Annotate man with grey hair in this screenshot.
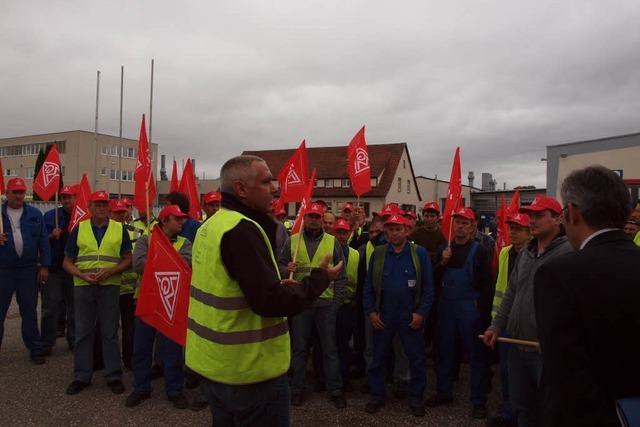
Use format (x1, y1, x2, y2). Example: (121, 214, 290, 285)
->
(185, 155, 343, 426)
(534, 165, 640, 427)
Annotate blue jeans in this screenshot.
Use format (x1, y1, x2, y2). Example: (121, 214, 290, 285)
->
(508, 346, 542, 427)
(291, 303, 342, 395)
(200, 373, 290, 427)
(132, 317, 183, 396)
(435, 299, 488, 405)
(41, 269, 75, 349)
(498, 334, 515, 421)
(0, 266, 42, 356)
(367, 311, 426, 402)
(73, 285, 121, 383)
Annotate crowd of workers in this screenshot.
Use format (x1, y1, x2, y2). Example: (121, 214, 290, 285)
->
(1, 159, 639, 427)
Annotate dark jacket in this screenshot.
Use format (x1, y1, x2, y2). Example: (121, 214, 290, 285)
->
(491, 232, 572, 347)
(43, 207, 71, 271)
(0, 203, 51, 269)
(534, 230, 640, 427)
(219, 193, 330, 317)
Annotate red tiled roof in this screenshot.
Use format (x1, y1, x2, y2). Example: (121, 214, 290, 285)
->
(242, 143, 415, 198)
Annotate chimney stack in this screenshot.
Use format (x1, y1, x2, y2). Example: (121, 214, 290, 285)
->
(160, 154, 168, 181)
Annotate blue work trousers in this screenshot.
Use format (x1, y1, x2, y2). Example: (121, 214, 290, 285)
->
(200, 373, 290, 427)
(291, 303, 343, 395)
(435, 298, 488, 405)
(0, 266, 42, 356)
(498, 333, 515, 421)
(336, 301, 356, 380)
(508, 346, 542, 427)
(132, 316, 183, 397)
(41, 269, 75, 349)
(364, 311, 409, 384)
(73, 285, 121, 383)
(367, 311, 426, 403)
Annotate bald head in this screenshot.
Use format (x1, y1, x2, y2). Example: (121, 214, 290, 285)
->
(220, 155, 266, 194)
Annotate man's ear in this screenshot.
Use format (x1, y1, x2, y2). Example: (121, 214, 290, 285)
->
(566, 203, 580, 226)
(233, 180, 247, 200)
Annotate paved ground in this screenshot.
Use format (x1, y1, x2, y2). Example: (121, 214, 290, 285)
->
(0, 299, 502, 426)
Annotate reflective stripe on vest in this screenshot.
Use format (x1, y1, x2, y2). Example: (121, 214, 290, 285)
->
(491, 245, 511, 318)
(186, 208, 289, 385)
(344, 247, 360, 303)
(74, 219, 123, 286)
(290, 232, 335, 299)
(371, 242, 422, 311)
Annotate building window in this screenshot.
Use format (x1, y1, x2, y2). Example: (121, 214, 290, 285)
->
(397, 177, 402, 192)
(326, 179, 333, 188)
(341, 178, 350, 188)
(316, 179, 325, 188)
(370, 177, 377, 187)
(102, 145, 109, 155)
(109, 169, 119, 180)
(61, 166, 65, 176)
(403, 159, 406, 169)
(4, 168, 17, 177)
(126, 147, 136, 158)
(100, 168, 107, 176)
(407, 179, 411, 194)
(111, 146, 119, 156)
(122, 170, 134, 181)
(26, 168, 34, 179)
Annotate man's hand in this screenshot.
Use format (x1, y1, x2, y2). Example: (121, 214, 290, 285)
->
(83, 273, 98, 285)
(0, 233, 7, 246)
(50, 228, 62, 240)
(94, 268, 114, 284)
(37, 267, 49, 285)
(369, 312, 384, 330)
(441, 246, 452, 265)
(409, 313, 424, 330)
(482, 329, 498, 349)
(286, 262, 297, 273)
(280, 278, 300, 286)
(318, 255, 343, 281)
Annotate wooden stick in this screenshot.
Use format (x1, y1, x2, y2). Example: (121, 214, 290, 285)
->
(288, 217, 305, 280)
(145, 178, 150, 231)
(478, 334, 540, 349)
(54, 192, 59, 230)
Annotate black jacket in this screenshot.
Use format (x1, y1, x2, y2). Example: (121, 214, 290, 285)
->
(219, 193, 329, 317)
(534, 230, 640, 427)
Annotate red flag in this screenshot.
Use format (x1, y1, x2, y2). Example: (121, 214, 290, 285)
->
(135, 225, 192, 346)
(506, 187, 520, 217)
(68, 174, 92, 231)
(347, 126, 371, 196)
(33, 144, 62, 201)
(134, 114, 157, 214)
(496, 195, 510, 250)
(170, 159, 179, 193)
(290, 169, 317, 235)
(277, 140, 308, 203)
(0, 158, 5, 195)
(441, 147, 462, 240)
(179, 159, 202, 220)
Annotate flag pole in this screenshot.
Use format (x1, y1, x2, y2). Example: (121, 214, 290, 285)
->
(93, 70, 100, 188)
(118, 65, 124, 198)
(54, 191, 59, 230)
(145, 177, 150, 231)
(0, 191, 3, 234)
(289, 216, 305, 280)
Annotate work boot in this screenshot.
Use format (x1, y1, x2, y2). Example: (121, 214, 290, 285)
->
(66, 380, 90, 395)
(291, 393, 304, 406)
(472, 404, 488, 419)
(331, 394, 347, 409)
(125, 392, 150, 408)
(424, 394, 454, 407)
(107, 380, 125, 395)
(30, 354, 46, 365)
(409, 400, 426, 417)
(486, 415, 517, 427)
(168, 393, 189, 410)
(364, 400, 384, 414)
(190, 394, 208, 411)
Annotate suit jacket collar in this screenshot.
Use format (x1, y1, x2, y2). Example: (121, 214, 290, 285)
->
(583, 229, 628, 249)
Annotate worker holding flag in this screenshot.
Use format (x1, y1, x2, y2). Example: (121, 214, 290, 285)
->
(185, 155, 342, 425)
(126, 204, 192, 410)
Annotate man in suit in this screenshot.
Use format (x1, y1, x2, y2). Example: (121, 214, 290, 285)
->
(534, 165, 640, 427)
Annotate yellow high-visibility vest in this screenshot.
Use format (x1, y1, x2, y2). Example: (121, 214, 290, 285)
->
(290, 232, 335, 299)
(492, 245, 512, 318)
(344, 247, 360, 303)
(186, 208, 289, 385)
(74, 219, 123, 286)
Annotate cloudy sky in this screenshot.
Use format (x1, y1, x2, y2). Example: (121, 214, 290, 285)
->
(2, 1, 640, 188)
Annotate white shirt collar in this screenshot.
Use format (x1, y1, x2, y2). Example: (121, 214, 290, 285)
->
(579, 228, 618, 250)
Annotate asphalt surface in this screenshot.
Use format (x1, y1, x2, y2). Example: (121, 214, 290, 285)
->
(1, 299, 502, 426)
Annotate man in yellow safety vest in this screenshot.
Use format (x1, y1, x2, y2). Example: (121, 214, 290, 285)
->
(185, 155, 342, 426)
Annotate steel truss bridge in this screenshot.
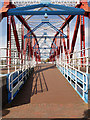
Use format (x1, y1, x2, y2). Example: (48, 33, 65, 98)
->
(0, 0, 90, 118)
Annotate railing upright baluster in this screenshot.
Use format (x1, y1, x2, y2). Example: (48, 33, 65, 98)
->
(83, 74, 85, 100)
(75, 69, 77, 91)
(15, 52, 17, 71)
(20, 52, 22, 70)
(8, 49, 10, 74)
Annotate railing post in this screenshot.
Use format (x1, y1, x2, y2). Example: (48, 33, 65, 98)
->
(8, 49, 10, 74)
(69, 54, 71, 84)
(73, 52, 74, 68)
(83, 74, 85, 100)
(15, 52, 17, 71)
(11, 75, 13, 100)
(18, 71, 20, 91)
(64, 55, 65, 76)
(78, 57, 80, 71)
(75, 69, 77, 91)
(23, 55, 25, 70)
(66, 55, 68, 79)
(20, 52, 22, 70)
(86, 56, 88, 74)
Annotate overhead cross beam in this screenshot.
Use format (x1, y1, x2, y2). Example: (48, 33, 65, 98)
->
(24, 21, 67, 38)
(7, 10, 85, 16)
(9, 4, 85, 13)
(7, 3, 85, 16)
(28, 36, 64, 39)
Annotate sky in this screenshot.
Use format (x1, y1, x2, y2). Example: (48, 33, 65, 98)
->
(0, 0, 90, 59)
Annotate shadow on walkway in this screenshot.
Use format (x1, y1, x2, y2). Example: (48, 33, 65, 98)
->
(3, 64, 49, 110)
(31, 66, 48, 96)
(83, 109, 90, 119)
(2, 64, 88, 118)
(35, 64, 55, 73)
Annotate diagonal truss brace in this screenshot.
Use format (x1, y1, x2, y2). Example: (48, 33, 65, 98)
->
(33, 34, 57, 49)
(24, 21, 67, 39)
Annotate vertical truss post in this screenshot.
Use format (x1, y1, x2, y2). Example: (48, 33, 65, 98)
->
(24, 30, 29, 60)
(28, 38, 30, 61)
(38, 46, 41, 62)
(7, 16, 11, 65)
(57, 37, 60, 59)
(21, 24, 24, 63)
(62, 30, 68, 62)
(61, 37, 63, 61)
(80, 15, 83, 67)
(52, 46, 53, 62)
(59, 34, 62, 60)
(29, 35, 33, 60)
(30, 37, 33, 60)
(67, 23, 70, 51)
(28, 37, 31, 61)
(83, 16, 85, 66)
(55, 37, 57, 60)
(32, 37, 34, 60)
(70, 15, 80, 58)
(34, 38, 37, 62)
(36, 45, 40, 62)
(53, 46, 55, 61)
(80, 15, 85, 67)
(29, 36, 32, 60)
(7, 17, 9, 65)
(28, 34, 32, 61)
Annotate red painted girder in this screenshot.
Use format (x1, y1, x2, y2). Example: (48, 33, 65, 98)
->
(79, 1, 90, 18)
(0, 0, 10, 21)
(0, 1, 15, 22)
(67, 23, 69, 51)
(62, 33, 68, 56)
(24, 30, 29, 56)
(30, 42, 33, 58)
(80, 15, 83, 66)
(70, 15, 80, 58)
(33, 38, 39, 59)
(7, 16, 11, 65)
(80, 15, 85, 66)
(82, 16, 86, 64)
(80, 1, 90, 12)
(11, 16, 20, 53)
(24, 38, 28, 55)
(21, 24, 24, 63)
(21, 25, 24, 53)
(28, 39, 31, 59)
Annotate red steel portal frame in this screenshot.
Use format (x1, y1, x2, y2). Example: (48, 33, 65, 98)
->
(0, 0, 90, 64)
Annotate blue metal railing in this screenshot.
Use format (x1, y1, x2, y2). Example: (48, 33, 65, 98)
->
(56, 48, 90, 103)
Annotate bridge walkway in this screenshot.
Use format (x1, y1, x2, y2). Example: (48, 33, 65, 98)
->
(3, 64, 88, 118)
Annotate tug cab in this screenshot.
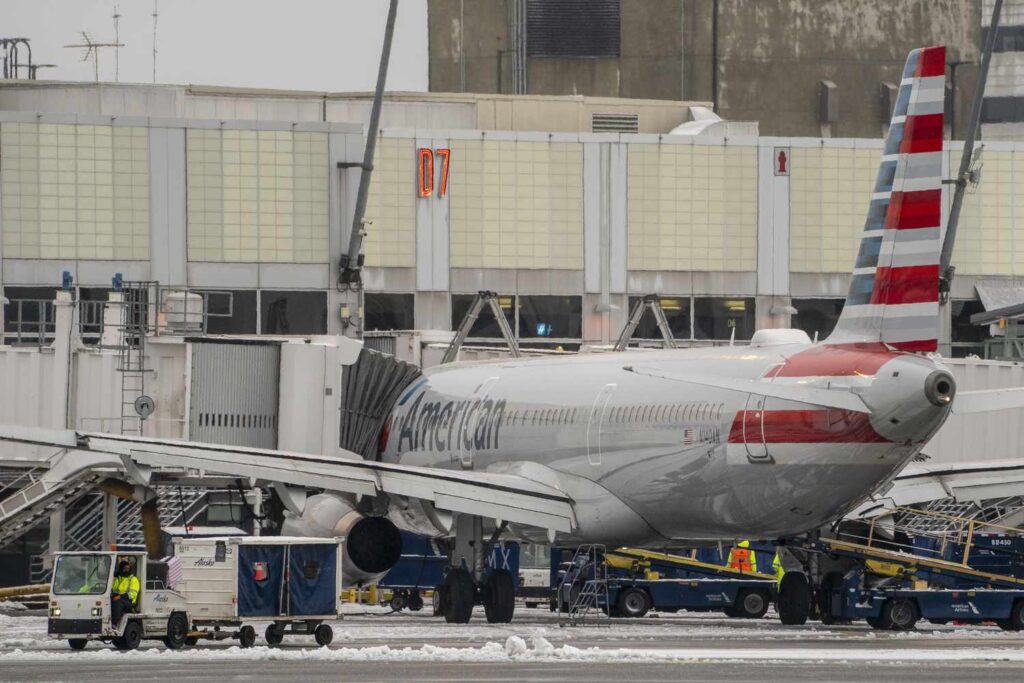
++++++++++
Take each line of the material that contains the word "suit" and list it.

Annotate suit jacket collar in this screenshot.
Annotate man in suit in this screenshot.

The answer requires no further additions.